Set exercise A | State how many lines in the rows below contain the string "mane", with case counting, and reply with that number alone.

Passage shown |
Assuming a low rate of salary growth is not necessarily conservative.  The key issue (in terms of purchasing power) is the 'gap' between the assumed rate of investment return and the assumed rate of salary increase.  A gap of 3.5% per annum (particularly if this is a net of expenses assumption) is probably somewhat overoptimistic in today's market and this may be at least a partial explanation for the apparent discrepancy between your excel spreadsheet and the kind of figures that are coming up in online projections.


----------



## Bronte (16 Aug 2018)

Eireog007 said:


> . All this is with me ignoring the state pension as I have no clue what it will be or if it will still be a thing in 40 years time.



You need to see if you can purchase extra to get you the full state pension.


----------



## Eireog007 (16 Aug 2018)

Bronte said:


> You need to see if you can purchase extra to get you the full state pension.


What do you mean by that Bronte? 

I’m making my calculations on the assumption that the state pension will not exist in the future or will be so reduced/starting age so increased so as to be almost irrelevant.


----------



## Eireog007 (16 Aug 2018)

[Object location annotation data]
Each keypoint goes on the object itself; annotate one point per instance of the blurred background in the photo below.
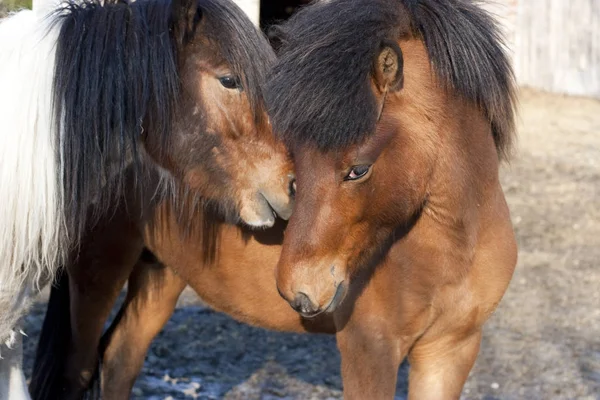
(544, 340)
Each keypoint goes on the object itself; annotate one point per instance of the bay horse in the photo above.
(398, 114)
(167, 90)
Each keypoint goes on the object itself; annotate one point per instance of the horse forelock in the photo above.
(242, 46)
(319, 90)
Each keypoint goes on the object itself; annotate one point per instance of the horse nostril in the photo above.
(293, 187)
(303, 305)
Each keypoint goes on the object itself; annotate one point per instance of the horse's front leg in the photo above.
(106, 260)
(12, 379)
(440, 367)
(152, 294)
(371, 356)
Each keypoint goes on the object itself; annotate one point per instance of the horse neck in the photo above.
(464, 193)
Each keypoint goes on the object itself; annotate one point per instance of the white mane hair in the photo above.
(33, 239)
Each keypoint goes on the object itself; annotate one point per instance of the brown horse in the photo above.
(398, 114)
(220, 156)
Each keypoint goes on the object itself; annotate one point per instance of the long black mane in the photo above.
(116, 80)
(326, 52)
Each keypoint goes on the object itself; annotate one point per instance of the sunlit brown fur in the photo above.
(424, 246)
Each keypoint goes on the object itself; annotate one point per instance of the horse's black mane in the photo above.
(319, 90)
(116, 79)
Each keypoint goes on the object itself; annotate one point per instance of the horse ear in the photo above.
(185, 15)
(388, 67)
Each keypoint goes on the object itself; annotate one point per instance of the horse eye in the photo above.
(230, 82)
(357, 172)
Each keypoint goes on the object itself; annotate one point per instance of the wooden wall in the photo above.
(555, 43)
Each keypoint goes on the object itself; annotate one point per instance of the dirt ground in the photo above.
(542, 343)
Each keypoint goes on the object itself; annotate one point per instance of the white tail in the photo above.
(32, 233)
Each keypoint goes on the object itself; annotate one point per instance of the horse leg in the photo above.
(152, 294)
(439, 369)
(12, 379)
(370, 360)
(107, 258)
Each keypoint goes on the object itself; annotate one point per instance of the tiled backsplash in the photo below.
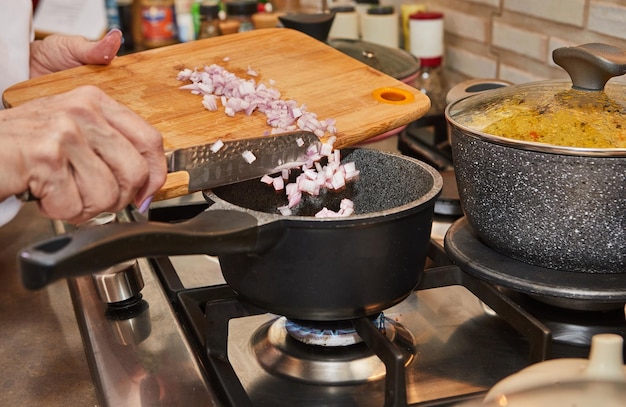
(513, 39)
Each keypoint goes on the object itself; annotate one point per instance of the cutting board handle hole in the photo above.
(394, 96)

Set exercise B | Repeat the pension forum thread above in full, word for word.

Task response A | 3

Task response B |
Assuming a low rate of salary growth is not necessarily conservative.  The key issue (in terms of purchasing power) is the 'gap' between the assumed rate of investment return and the assumed rate of salary increase.  A gap of 3.5% per annum (particularly if this is a net of expenses assumption) is probably somewhat overoptimistic in today's market and this may be at least a partial explanation for the apparent discrepancy between your excel spreadsheet and the kind of figures that are coming up in online projections.


----------



## Bronte (16 Aug 2018)

Eireog007 said:


> . All this is with me ignoring the state pension as I have no clue what it will be or if it will still be a thing in 40 years time.



You need to see if you can purchase extra to get you the full state pension.


----------



## Eireog007 (16 Aug 2018)

Bronte said:


> You need to see if you can purchase extra to get you the full state pension.


What do you mean by that Bronte? 

I’m making my calculations on the assumption that the state pension will not exist in the future or will be so reduced/starting age so increased so as to be almost irrelevant.


----------



## Eireog007 (16 Aug 2018)